▸ What is required
Count the lines in the items below that contain the word "blue", and reply with the number alone.

====== Material to process ======

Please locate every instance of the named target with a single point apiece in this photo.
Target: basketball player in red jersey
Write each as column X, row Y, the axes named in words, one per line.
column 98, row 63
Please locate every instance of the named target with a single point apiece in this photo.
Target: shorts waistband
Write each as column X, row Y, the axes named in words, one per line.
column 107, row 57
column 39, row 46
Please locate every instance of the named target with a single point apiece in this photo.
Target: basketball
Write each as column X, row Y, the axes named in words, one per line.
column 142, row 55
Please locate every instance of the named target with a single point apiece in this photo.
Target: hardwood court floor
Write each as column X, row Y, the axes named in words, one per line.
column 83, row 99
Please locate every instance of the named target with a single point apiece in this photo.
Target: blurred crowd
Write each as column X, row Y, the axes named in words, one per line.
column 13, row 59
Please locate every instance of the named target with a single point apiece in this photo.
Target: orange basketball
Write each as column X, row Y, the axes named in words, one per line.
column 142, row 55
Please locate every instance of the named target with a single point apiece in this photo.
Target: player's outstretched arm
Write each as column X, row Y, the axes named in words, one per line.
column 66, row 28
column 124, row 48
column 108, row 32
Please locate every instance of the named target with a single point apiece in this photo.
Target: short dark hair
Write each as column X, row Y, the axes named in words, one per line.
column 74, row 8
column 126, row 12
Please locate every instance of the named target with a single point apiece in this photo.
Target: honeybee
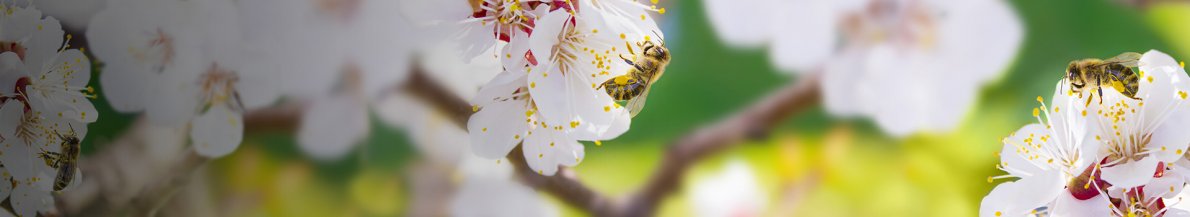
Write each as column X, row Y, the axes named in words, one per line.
column 1114, row 73
column 66, row 162
column 646, row 69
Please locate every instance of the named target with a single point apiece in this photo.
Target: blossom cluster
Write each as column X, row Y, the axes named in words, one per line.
column 201, row 64
column 910, row 66
column 44, row 109
column 1113, row 155
column 555, row 54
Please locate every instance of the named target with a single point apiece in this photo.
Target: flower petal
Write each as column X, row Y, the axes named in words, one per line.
column 218, row 131
column 805, row 35
column 1166, row 186
column 332, row 126
column 1069, row 205
column 1132, row 173
column 1169, row 141
column 498, row 128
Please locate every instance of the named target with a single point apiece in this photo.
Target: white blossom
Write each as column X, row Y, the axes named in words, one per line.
column 1121, row 156
column 731, row 192
column 183, row 63
column 44, row 94
column 549, row 97
column 909, row 64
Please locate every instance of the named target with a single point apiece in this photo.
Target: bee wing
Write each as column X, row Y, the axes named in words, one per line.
column 638, row 103
column 1126, row 59
column 76, row 180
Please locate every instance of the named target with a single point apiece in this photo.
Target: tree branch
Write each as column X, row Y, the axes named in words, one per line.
column 753, row 122
column 118, row 178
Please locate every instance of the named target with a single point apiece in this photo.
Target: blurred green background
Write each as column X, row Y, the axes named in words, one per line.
column 850, row 167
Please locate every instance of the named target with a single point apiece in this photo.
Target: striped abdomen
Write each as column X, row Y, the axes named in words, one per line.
column 624, row 87
column 1122, row 79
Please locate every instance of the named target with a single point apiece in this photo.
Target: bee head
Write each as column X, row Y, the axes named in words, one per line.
column 1075, row 75
column 656, row 51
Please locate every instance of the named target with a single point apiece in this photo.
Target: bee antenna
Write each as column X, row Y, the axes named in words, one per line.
column 659, row 37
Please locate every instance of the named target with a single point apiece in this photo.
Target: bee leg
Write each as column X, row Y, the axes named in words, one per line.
column 1101, row 95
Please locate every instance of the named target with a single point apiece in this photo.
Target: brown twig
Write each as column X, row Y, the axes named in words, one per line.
column 107, row 191
column 752, row 122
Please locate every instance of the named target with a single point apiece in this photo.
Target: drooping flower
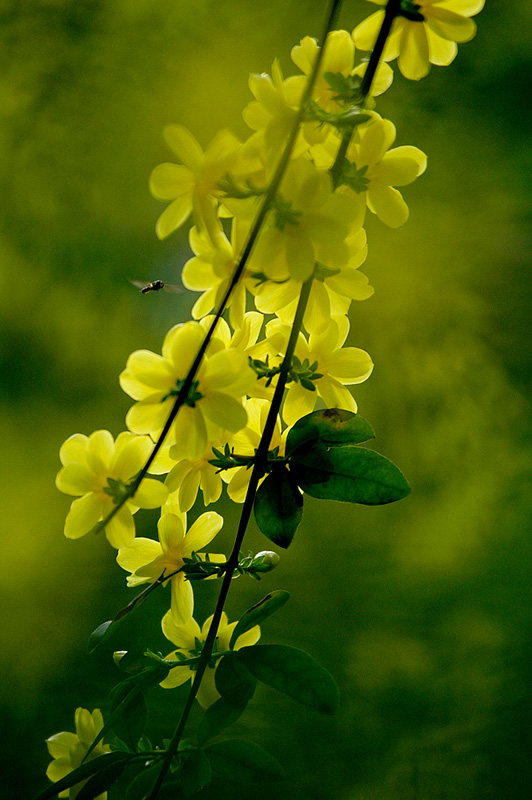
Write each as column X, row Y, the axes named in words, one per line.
column 147, row 560
column 189, row 640
column 425, row 34
column 246, row 442
column 187, row 476
column 192, row 185
column 338, row 59
column 274, row 109
column 331, row 292
column 211, row 270
column 337, row 367
column 375, row 170
column 214, row 400
column 69, row 749
column 99, row 470
column 309, row 223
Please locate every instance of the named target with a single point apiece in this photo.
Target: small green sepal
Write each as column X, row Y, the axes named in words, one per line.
column 259, row 612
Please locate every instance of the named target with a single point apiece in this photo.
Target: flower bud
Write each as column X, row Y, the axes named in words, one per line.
column 265, row 561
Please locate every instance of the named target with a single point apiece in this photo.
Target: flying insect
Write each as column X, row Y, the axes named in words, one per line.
column 156, row 286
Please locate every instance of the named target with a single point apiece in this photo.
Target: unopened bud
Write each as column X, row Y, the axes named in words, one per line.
column 265, row 561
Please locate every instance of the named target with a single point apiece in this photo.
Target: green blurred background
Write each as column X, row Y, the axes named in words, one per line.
column 420, row 609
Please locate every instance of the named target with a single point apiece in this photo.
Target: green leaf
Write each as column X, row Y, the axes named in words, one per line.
column 259, row 612
column 333, row 427
column 101, row 781
column 141, row 786
column 278, row 507
column 349, row 474
column 101, row 632
column 195, row 772
column 130, row 719
column 83, row 772
column 98, row 635
column 245, row 762
column 217, row 717
column 293, row 672
column 234, row 682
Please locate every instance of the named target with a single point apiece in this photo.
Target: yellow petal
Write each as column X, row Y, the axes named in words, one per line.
column 449, row 25
column 414, row 56
column 184, row 145
column 84, row 514
column 387, row 203
column 141, row 552
column 169, row 181
column 401, row 166
column 174, row 216
column 73, row 450
column 120, row 530
column 76, row 479
column 203, row 531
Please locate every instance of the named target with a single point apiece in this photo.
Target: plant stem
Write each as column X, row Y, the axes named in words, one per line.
column 244, row 258
column 392, row 10
column 232, row 561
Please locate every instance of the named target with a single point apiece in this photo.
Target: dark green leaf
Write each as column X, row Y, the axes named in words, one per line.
column 141, row 786
column 219, row 716
column 130, row 721
column 350, row 474
column 195, row 772
column 245, row 762
column 259, row 612
column 333, row 427
column 101, row 632
column 293, row 672
column 278, row 507
column 101, row 781
column 98, row 635
column 234, row 681
column 83, row 772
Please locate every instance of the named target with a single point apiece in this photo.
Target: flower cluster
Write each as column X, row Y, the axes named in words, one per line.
column 196, row 424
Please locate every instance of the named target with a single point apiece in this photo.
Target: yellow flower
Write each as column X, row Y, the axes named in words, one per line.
column 338, row 58
column 330, row 295
column 337, row 366
column 147, row 559
column 214, row 400
column 309, row 223
column 192, row 185
column 245, row 443
column 375, row 171
column 211, row 271
column 69, row 749
column 274, row 109
column 188, row 475
column 189, row 639
column 426, row 34
column 99, row 469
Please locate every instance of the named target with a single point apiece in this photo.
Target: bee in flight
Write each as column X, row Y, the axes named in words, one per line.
column 156, row 286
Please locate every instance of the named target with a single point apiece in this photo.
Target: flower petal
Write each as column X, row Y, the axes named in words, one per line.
column 388, row 204
column 203, row 531
column 120, row 530
column 184, row 145
column 84, row 514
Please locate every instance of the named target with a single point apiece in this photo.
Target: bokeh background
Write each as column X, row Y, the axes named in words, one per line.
column 422, row 610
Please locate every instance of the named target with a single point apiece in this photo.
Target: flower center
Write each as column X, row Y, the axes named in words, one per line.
column 411, row 11
column 284, row 214
column 193, row 394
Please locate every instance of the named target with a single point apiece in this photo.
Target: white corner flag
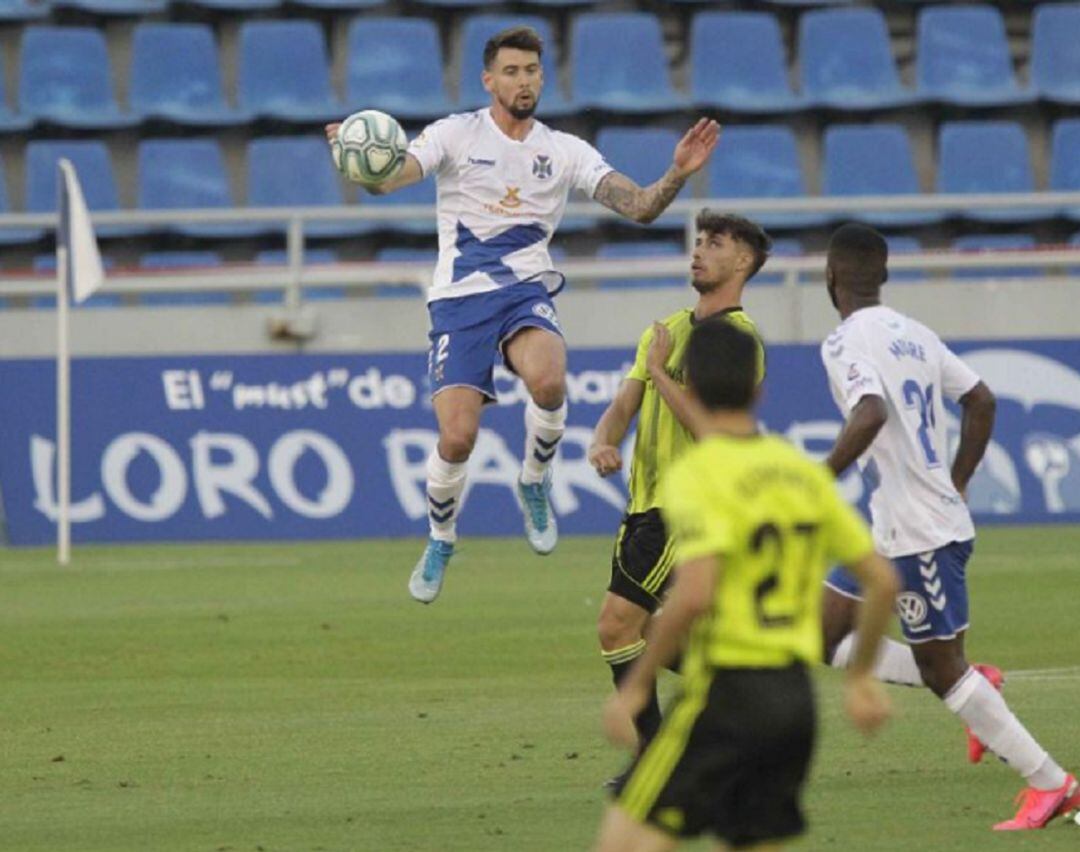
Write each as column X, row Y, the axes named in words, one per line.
column 78, row 267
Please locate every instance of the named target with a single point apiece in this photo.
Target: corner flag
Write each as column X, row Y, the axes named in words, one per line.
column 79, row 272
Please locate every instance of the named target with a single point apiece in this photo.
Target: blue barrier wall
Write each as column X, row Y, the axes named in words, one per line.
column 334, row 446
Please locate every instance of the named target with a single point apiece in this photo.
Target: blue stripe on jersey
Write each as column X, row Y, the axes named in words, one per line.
column 486, row 255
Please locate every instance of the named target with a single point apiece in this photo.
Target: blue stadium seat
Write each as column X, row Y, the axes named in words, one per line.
column 187, row 174
column 963, row 57
column 175, row 76
column 986, row 157
column 643, row 154
column 619, row 64
column 286, row 172
column 65, row 79
column 399, row 254
column 1065, row 161
column 279, row 257
column 395, row 65
column 761, row 161
column 180, row 261
column 781, row 247
column 997, row 242
column 642, row 248
column 115, row 7
column 43, row 264
column 904, row 245
column 846, row 61
column 93, row 165
column 422, row 192
column 873, row 160
column 738, row 63
column 1055, row 61
column 476, row 30
column 294, row 90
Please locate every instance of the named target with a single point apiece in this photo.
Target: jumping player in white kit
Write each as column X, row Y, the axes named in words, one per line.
column 503, row 179
column 889, row 376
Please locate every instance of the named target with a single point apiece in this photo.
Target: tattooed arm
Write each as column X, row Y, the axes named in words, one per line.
column 643, row 204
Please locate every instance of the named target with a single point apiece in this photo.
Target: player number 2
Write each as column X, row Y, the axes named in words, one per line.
column 769, row 537
column 922, row 399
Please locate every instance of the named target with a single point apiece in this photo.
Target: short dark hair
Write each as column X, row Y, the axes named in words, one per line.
column 518, row 38
column 739, row 228
column 721, row 364
column 859, row 257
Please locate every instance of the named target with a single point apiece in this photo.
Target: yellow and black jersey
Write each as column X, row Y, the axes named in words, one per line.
column 777, row 521
column 660, row 437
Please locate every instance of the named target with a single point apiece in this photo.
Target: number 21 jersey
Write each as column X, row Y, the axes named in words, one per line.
column 877, row 351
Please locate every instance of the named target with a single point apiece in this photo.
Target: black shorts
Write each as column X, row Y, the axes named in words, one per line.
column 730, row 758
column 643, row 559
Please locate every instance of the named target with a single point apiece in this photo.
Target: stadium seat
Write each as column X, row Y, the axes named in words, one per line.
column 1055, row 61
column 1065, row 161
column 181, row 260
column 14, row 235
column 93, row 165
column 873, row 160
column 619, row 64
column 279, row 257
column 782, row 247
column 65, row 79
column 43, row 264
column 738, row 63
column 963, row 57
column 284, row 172
column 186, row 174
column 846, row 61
column 986, row 157
column 396, row 65
column 476, row 30
column 999, row 242
column 397, row 254
column 904, row 245
column 175, row 76
column 637, row 249
column 294, row 90
column 644, row 154
column 115, row 7
column 761, row 161
column 422, row 192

======

▸ Answer to this exercise
3